- Excerpted data:
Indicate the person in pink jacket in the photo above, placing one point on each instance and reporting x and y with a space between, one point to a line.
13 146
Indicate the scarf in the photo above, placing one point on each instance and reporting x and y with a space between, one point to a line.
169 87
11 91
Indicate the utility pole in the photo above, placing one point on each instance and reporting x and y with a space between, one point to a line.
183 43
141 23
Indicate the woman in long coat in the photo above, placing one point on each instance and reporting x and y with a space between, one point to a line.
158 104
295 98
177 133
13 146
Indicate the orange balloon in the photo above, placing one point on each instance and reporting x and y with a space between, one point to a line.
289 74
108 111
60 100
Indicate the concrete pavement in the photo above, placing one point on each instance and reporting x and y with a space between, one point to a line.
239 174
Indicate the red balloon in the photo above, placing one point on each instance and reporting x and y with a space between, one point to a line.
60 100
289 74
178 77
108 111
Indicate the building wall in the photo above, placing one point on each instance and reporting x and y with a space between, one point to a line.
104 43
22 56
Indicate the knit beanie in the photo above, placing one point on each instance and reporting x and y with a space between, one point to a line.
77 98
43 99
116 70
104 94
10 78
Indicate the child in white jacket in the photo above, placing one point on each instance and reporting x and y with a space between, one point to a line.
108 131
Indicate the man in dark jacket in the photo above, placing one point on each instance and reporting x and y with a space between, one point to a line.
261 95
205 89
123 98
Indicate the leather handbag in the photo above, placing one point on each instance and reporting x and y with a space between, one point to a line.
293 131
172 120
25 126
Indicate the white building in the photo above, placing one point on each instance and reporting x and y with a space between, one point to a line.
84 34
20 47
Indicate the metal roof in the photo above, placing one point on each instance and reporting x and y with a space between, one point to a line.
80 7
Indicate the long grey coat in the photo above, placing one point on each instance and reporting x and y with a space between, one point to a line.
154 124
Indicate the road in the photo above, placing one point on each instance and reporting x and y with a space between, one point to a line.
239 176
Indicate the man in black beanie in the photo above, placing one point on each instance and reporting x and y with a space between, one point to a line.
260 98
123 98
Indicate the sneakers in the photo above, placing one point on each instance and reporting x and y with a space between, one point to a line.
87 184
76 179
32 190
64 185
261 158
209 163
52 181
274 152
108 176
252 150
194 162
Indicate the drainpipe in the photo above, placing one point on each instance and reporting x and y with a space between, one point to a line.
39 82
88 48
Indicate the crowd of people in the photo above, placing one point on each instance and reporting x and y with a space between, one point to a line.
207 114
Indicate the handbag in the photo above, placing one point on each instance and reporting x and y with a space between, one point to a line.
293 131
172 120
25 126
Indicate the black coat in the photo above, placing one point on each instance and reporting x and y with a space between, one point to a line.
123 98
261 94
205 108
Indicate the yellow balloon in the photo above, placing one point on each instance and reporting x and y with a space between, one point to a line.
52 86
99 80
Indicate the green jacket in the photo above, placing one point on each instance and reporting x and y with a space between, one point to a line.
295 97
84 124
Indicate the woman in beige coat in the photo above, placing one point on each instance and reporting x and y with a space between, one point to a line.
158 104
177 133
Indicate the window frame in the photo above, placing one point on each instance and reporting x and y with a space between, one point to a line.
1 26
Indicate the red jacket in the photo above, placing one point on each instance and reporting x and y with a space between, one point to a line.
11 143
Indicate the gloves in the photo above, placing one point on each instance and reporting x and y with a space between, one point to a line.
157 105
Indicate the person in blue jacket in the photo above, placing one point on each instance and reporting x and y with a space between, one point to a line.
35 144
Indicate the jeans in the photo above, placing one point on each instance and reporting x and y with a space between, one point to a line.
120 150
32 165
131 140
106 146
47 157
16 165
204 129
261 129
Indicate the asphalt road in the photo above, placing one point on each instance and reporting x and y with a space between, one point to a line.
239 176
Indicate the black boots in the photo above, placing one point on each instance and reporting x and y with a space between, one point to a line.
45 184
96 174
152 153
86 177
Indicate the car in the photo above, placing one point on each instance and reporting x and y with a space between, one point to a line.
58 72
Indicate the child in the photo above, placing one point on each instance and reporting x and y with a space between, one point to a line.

- Prompt:
The material above should be given again in full, exactly.

- Answer to the problem:
Indicate the person in pink jacket in the photo above, placing one point on each instance and reporting x and y with a space between, one point to a line.
13 146
Indicate the scarf in the photo above, placing one point on each instance and reporting x and y with a space between, one point to a line.
169 87
11 91
Indicate the utility pole in the photo above, placing one point on each instance and reporting x and y with a space between, one point to a line.
183 43
141 23
Indicate the woman in long coat in the photo above, placing one point on each instance and reporting x and y with a space between, one point to a line.
158 104
295 98
177 133
13 146
Indicate the orange balloon in the photo above, placing one point on each instance and reporting x and y with a space between, one point to a line.
289 74
108 111
60 100
Indicate the concrete pavement in the photo above, placing one point on each instance and reporting x and y with a space between, one point to a line.
239 174
Indicate the red balloon in the photo above, placing one point on each instance and reporting x and y with a space between, one point to a line.
60 100
289 74
178 77
108 111
Indicate the building wall in the photo above, placing one point on each instance and reporting x and y with a space between, one point to a line.
104 43
22 56
Indicate the knit beanie in the photo above, placing one point on each instance and reporting x and y with a space between, one point to a line.
77 98
43 99
116 70
104 94
10 78
Indicate the child in white jacket in the photo above, placing one point on each instance and reporting x and y with a space between, one point to a line.
108 131
Indicate the man in dark jacket in the photo above, placing one point on each instance and reporting x and y with a space between, one point to a line.
261 95
205 89
123 98
Indicate the leather handbag in the photo above, placing one point on each instance and reporting x and y with a space between, one point to a line.
293 131
172 120
25 126
Indicate the white building in the photo above, placing one point on each instance and reporting x and y with a space between, one point to a line.
84 34
20 47
Indicate the metal roof in the photo above, placing one point on each instance and reporting x and y with a space between, one point to a line.
80 7
Indicate the long grey coat in the photo above, placing one point on each instance and reporting x and y with a space between, one point to a line.
154 124
Indicate the road in the photo above, placing one point on each instance and reporting x and y with a space between, one point to a line.
239 176
Indicate the man in black beanie in the photo above, placing one point on each instance and reporting x and y with a space between, one point to a line.
260 98
123 98
Indicate the sneakers in the photo above, placing one point on each instance and reporting x and y with a space between, one point to a line.
87 184
76 179
32 190
64 185
261 158
209 163
52 181
274 152
108 176
252 150
194 162
Indicate the drainpipe in the photo above, placing one point on each instance and reporting x and y with a space between, one point to a line.
39 82
88 48
Indicate the crowd of people in the photo above, placing one point on each instance and reporting x and y with a space between, one point to a line.
207 114
Indicate the handbag in the photo above, placing one point on each instance and reporting x and y with a space between, one point to a line.
293 131
172 120
25 126
Indicate the black coat in the photo above, placing one point on each instance and reporting x and y with a space between, one point to a line.
123 98
261 94
205 108
Indicate the yellow balloon in the photo above, placing one point on each instance and reporting x and y with a space between, one point to a line.
52 86
99 80
Indicate the green jacket in the photo above, placing one point on each instance and reporting x and y with a space between, one point to a line.
295 97
84 124
Indicate the woman in beige coat in the photo above, placing one point on each instance and reporting x and y with a space between, one point to a line.
158 104
177 133
Indicate the window frame in the photo above, placing one point on each instance and reporting x and y with a space between, one point to a line.
1 26
Indicate the red jacket in the photo above, placing one point on each instance and reporting x and y with a space between, one point to a line.
11 143
Indicate the gloves in the photo above, placing one point on each instance and reporting x and y with a space between, one point to a line.
157 105
Indicate the person in blue jacket in the photo above, placing one point on each instance and reporting x and y with a space between, one point to a line.
35 144
Indicate the jeans in the photo above, placing one point on each instance and reporting x and y with a space between, one point to a line.
120 150
32 165
131 140
106 146
47 157
16 165
204 129
261 129
Indicate the asphalt road in the photo above, placing one point on each instance and reporting x and y with a space between, one point to a line.
239 176
Indicate the black boots in the photo above, placing one point on each instance and reporting x and y with a space between, one point to a line.
45 184
96 174
152 153
86 177
Indicate the car in the photo above, placing one point on each instance and reporting x and y with a space between, one point to a line.
58 72
Indicate the child in the photo above, placing one point on each instance and reporting x and y with a space between, one point to a line.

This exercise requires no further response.